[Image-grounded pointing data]
★ ★ ★

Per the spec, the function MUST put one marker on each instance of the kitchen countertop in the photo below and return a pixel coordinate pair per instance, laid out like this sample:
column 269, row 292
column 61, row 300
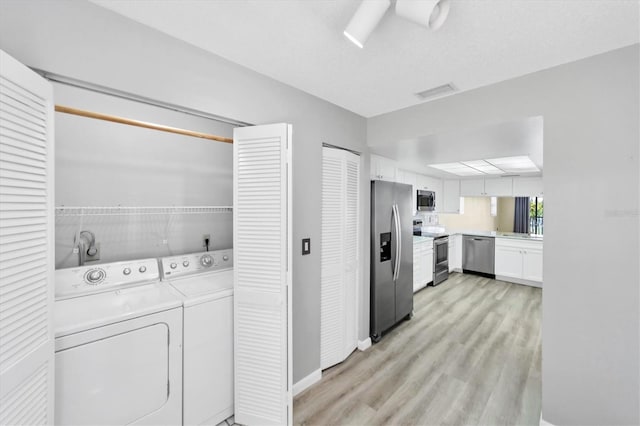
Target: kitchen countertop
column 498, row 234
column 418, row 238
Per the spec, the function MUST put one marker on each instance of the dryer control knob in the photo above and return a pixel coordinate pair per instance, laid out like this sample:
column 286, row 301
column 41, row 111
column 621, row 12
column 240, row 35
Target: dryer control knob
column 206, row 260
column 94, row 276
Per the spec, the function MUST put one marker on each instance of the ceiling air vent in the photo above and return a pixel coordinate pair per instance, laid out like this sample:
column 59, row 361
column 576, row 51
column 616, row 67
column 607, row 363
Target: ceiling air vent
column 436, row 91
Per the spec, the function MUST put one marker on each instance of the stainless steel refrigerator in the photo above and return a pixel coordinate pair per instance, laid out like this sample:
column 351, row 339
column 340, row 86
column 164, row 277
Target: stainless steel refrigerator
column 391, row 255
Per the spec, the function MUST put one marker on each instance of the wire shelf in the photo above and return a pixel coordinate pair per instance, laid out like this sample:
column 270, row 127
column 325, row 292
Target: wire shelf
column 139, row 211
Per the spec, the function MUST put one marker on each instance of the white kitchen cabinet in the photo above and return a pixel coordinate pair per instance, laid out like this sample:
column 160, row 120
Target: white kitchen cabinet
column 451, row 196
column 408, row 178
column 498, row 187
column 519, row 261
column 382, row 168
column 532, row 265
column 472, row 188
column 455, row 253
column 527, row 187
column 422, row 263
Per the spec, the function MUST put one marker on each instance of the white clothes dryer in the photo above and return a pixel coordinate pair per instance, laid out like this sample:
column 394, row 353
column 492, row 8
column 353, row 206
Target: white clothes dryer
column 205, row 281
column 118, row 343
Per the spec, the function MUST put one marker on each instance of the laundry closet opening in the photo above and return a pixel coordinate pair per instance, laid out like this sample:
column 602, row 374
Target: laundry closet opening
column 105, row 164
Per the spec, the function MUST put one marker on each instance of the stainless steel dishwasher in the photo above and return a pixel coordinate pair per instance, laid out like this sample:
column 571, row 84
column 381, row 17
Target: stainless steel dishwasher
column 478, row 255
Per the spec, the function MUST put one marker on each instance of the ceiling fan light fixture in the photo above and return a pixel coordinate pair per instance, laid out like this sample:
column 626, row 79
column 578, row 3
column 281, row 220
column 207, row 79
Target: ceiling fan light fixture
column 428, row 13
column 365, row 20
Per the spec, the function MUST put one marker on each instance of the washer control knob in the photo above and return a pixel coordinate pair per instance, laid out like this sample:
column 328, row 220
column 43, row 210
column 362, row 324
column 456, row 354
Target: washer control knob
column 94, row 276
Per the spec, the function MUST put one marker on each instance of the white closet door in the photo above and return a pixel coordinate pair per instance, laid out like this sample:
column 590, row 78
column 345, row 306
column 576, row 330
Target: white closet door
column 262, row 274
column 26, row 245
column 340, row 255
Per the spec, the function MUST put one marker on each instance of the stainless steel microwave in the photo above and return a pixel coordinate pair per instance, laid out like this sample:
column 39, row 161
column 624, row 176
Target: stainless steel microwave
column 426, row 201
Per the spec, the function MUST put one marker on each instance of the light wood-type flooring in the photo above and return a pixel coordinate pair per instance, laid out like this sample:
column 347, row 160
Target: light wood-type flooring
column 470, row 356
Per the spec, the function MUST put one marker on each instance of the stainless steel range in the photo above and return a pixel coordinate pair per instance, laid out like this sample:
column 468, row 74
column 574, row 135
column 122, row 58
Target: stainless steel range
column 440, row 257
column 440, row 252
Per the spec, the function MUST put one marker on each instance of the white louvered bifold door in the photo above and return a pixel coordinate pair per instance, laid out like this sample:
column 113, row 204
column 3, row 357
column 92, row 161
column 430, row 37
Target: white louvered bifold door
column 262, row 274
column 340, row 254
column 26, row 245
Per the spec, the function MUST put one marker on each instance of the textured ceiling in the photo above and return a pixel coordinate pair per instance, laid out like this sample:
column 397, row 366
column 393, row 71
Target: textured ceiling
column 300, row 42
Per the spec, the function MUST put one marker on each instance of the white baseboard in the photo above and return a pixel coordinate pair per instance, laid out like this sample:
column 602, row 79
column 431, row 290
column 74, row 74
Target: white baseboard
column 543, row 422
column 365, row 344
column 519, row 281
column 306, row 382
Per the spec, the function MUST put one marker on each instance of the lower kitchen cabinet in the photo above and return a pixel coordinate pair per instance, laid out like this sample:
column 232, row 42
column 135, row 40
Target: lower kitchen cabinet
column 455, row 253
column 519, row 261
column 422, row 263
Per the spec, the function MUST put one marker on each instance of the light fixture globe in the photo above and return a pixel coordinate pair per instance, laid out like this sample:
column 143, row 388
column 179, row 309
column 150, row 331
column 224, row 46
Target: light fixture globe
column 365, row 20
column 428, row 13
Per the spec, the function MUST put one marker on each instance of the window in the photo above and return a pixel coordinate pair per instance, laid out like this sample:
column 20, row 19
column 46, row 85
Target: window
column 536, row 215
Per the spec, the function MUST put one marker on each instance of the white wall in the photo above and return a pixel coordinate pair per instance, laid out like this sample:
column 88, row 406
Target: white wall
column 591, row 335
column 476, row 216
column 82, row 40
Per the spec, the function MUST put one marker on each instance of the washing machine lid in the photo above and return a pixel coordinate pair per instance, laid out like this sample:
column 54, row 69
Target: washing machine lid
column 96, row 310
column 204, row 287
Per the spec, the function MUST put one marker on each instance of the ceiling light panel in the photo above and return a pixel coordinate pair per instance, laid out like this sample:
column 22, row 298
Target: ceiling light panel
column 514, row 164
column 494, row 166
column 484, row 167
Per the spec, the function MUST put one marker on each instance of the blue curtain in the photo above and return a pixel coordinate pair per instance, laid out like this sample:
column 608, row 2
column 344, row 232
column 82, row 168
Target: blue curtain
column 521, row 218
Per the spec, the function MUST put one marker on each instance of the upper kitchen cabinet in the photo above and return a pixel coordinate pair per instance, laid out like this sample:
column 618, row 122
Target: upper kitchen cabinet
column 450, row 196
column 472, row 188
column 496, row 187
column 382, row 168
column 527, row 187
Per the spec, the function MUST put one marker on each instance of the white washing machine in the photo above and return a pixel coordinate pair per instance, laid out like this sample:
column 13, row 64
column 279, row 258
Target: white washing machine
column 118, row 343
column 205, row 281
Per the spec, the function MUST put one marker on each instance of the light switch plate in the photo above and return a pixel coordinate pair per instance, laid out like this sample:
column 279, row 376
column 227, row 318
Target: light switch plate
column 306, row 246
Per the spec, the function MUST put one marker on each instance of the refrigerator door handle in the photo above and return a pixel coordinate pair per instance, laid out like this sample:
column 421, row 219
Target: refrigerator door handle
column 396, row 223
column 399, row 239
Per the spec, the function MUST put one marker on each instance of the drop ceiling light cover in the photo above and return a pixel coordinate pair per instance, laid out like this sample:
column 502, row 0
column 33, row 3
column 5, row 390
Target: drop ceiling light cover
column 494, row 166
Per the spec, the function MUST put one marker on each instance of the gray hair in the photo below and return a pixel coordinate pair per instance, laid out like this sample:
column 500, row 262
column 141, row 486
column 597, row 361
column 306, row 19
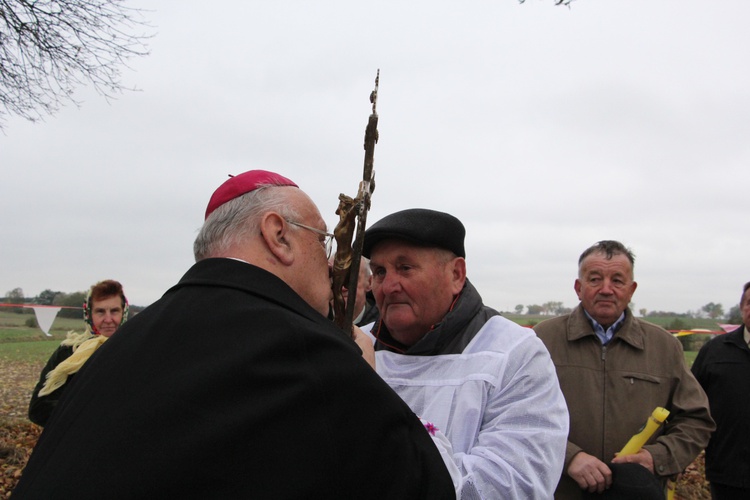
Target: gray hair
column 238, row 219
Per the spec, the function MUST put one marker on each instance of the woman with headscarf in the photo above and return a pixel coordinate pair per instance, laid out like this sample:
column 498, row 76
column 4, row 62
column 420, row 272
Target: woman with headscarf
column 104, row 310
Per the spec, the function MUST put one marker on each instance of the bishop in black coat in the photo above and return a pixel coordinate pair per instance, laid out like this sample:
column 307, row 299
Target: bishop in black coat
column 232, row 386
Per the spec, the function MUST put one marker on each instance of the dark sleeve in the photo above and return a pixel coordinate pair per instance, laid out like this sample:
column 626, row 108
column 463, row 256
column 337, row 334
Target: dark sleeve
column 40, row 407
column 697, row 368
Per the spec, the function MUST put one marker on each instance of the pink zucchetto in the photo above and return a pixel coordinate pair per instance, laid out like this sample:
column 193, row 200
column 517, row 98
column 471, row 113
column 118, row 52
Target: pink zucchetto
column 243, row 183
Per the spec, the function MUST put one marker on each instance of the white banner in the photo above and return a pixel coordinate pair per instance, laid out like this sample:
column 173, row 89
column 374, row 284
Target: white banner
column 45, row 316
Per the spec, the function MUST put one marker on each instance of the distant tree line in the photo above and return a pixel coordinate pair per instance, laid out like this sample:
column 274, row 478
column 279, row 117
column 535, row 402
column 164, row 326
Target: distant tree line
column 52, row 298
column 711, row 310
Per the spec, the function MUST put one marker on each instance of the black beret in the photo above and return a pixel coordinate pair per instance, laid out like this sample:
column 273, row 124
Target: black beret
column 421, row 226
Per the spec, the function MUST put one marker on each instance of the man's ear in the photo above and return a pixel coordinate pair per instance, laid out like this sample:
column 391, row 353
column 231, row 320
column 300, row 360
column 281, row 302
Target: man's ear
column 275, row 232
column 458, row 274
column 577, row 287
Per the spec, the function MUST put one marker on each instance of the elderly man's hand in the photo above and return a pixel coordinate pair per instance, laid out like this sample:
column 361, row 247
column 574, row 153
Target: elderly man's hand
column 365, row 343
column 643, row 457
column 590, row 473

★ ★ ★

[Action item]
From the records above, copy only the lines starting with the line that holds "Target: dark sleeve" and going on through the line that holds "column 193, row 200", exactly as written.

[Solution to this task]
Target: dark sleeve
column 40, row 407
column 697, row 368
Per the spec, the function MUST put one marker on each instance of the pink zucchetto in the photo above and return a pixel coordinate pair per instance, laid out like this sample:
column 193, row 200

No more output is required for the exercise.